## Source information
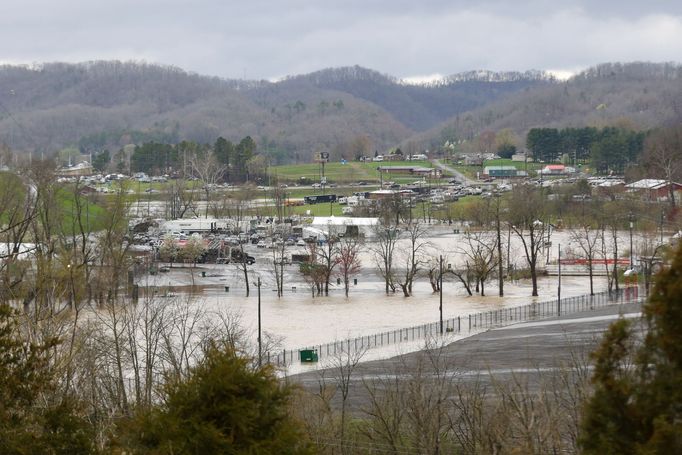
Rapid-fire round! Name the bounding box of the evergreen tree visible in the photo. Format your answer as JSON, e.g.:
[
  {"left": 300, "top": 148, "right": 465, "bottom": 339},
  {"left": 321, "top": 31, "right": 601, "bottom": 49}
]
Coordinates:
[
  {"left": 116, "top": 343, "right": 312, "bottom": 454},
  {"left": 92, "top": 149, "right": 110, "bottom": 172},
  {"left": 580, "top": 244, "right": 682, "bottom": 453},
  {"left": 213, "top": 136, "right": 234, "bottom": 168},
  {"left": 234, "top": 136, "right": 256, "bottom": 181}
]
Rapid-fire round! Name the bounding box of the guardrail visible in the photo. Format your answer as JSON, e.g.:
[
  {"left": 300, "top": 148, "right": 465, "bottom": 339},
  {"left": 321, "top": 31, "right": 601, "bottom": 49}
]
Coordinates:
[{"left": 267, "top": 287, "right": 641, "bottom": 367}]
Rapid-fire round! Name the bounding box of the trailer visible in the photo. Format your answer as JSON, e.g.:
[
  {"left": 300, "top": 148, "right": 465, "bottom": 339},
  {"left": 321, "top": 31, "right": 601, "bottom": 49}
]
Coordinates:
[
  {"left": 161, "top": 218, "right": 230, "bottom": 234},
  {"left": 304, "top": 194, "right": 337, "bottom": 205}
]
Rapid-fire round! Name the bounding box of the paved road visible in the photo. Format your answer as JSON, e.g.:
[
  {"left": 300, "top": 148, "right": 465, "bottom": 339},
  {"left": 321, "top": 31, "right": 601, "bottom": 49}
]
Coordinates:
[
  {"left": 291, "top": 302, "right": 643, "bottom": 411},
  {"left": 432, "top": 159, "right": 476, "bottom": 186}
]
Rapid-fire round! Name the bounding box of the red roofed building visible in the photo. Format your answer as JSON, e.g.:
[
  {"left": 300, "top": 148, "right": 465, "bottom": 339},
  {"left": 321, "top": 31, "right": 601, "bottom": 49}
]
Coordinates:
[{"left": 540, "top": 164, "right": 576, "bottom": 175}]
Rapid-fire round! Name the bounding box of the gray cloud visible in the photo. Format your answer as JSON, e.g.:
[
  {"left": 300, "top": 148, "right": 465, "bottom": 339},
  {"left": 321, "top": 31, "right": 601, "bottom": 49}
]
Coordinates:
[{"left": 1, "top": 1, "right": 681, "bottom": 80}]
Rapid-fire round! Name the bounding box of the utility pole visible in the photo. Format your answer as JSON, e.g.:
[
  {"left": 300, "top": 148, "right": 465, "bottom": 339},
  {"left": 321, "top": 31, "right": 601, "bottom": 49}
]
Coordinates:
[
  {"left": 629, "top": 212, "right": 635, "bottom": 270},
  {"left": 495, "top": 194, "right": 503, "bottom": 296},
  {"left": 257, "top": 277, "right": 262, "bottom": 367},
  {"left": 558, "top": 244, "right": 562, "bottom": 316},
  {"left": 439, "top": 255, "right": 443, "bottom": 334}
]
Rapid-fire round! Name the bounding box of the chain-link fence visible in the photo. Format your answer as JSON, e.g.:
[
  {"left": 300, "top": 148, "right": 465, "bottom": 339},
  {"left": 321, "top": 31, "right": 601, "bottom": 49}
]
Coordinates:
[{"left": 267, "top": 287, "right": 640, "bottom": 367}]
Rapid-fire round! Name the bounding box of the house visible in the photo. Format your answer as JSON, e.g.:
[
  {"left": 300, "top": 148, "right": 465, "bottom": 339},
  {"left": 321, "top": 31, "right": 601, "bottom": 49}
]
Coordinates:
[
  {"left": 483, "top": 166, "right": 527, "bottom": 178},
  {"left": 625, "top": 179, "right": 682, "bottom": 202},
  {"left": 463, "top": 154, "right": 484, "bottom": 166},
  {"left": 539, "top": 164, "right": 576, "bottom": 175}
]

## Exercise description
Using the records above, retype everything exactly except the pictures.

## Written reply
Rapid-fire round! Name the bounding box of the evergreen tree visible in the photo. Format your answer as JSON, e.g.:
[
  {"left": 300, "top": 148, "right": 465, "bottom": 339},
  {"left": 321, "top": 31, "right": 601, "bottom": 49}
]
Coordinates:
[
  {"left": 116, "top": 343, "right": 312, "bottom": 454},
  {"left": 92, "top": 149, "right": 110, "bottom": 172},
  {"left": 580, "top": 244, "right": 682, "bottom": 453},
  {"left": 213, "top": 136, "right": 234, "bottom": 168},
  {"left": 234, "top": 136, "right": 256, "bottom": 181}
]
Rapid-fire round! Name the bounding box of the guardrail visible in the photo. Format your answer as JSON, e.g.:
[
  {"left": 300, "top": 148, "right": 465, "bottom": 339},
  {"left": 321, "top": 31, "right": 601, "bottom": 49}
]
Coordinates:
[{"left": 267, "top": 287, "right": 641, "bottom": 367}]
Rapid-fire round! Name the bounding box of the trailer visible in the photo. Format your answer as JSON, e.g.:
[
  {"left": 300, "top": 148, "right": 465, "bottom": 339},
  {"left": 321, "top": 31, "right": 601, "bottom": 49}
]
Coordinates:
[
  {"left": 161, "top": 218, "right": 230, "bottom": 234},
  {"left": 304, "top": 194, "right": 337, "bottom": 205}
]
Rapid-fire round! Name the bounding box of the paved road visible in the photo. Format your answer as JSON, e.g.:
[
  {"left": 300, "top": 148, "right": 465, "bottom": 339},
  {"left": 321, "top": 31, "right": 601, "bottom": 49}
]
Coordinates:
[
  {"left": 291, "top": 302, "right": 643, "bottom": 411},
  {"left": 432, "top": 159, "right": 476, "bottom": 186}
]
Rapid-fire round! Name the bounding box of the red roofed building visible in the photo. Format your answer as JSON, e.g.:
[
  {"left": 300, "top": 148, "right": 465, "bottom": 339},
  {"left": 321, "top": 31, "right": 601, "bottom": 49}
]
Coordinates:
[{"left": 540, "top": 164, "right": 576, "bottom": 175}]
Rapid-fire round! Name the bounding box of the gray cloud visible in the photo. Format your answer as JSON, e.g.:
[
  {"left": 300, "top": 148, "right": 465, "bottom": 339},
  {"left": 321, "top": 31, "right": 601, "bottom": 49}
]
Coordinates:
[{"left": 1, "top": 1, "right": 681, "bottom": 80}]
Rapid-fire round! Name the bounding box of the utility pole visible in the photo. Format your answer as JSON, e.g.:
[
  {"left": 300, "top": 148, "right": 465, "bottom": 339},
  {"left": 321, "top": 31, "right": 601, "bottom": 49}
]
Coordinates:
[
  {"left": 629, "top": 212, "right": 635, "bottom": 270},
  {"left": 495, "top": 194, "right": 503, "bottom": 296},
  {"left": 257, "top": 277, "right": 262, "bottom": 367},
  {"left": 558, "top": 244, "right": 562, "bottom": 316},
  {"left": 439, "top": 255, "right": 443, "bottom": 334}
]
Rapid-fire round! Name the bounding box of the chain-link fence visible in the photo. Format your answer as JSON, e.g.:
[
  {"left": 300, "top": 148, "right": 465, "bottom": 339},
  {"left": 321, "top": 31, "right": 601, "bottom": 49}
]
Coordinates:
[{"left": 267, "top": 287, "right": 640, "bottom": 367}]
Rapid-fire round! Name the bounding box of the house visible in the photo. Format your answer as JSON, e.g.:
[
  {"left": 300, "top": 148, "right": 465, "bottom": 339},
  {"left": 321, "top": 31, "right": 601, "bottom": 49}
]
Coordinates:
[
  {"left": 483, "top": 166, "right": 527, "bottom": 178},
  {"left": 625, "top": 179, "right": 682, "bottom": 202},
  {"left": 463, "top": 154, "right": 484, "bottom": 166},
  {"left": 539, "top": 164, "right": 576, "bottom": 175}
]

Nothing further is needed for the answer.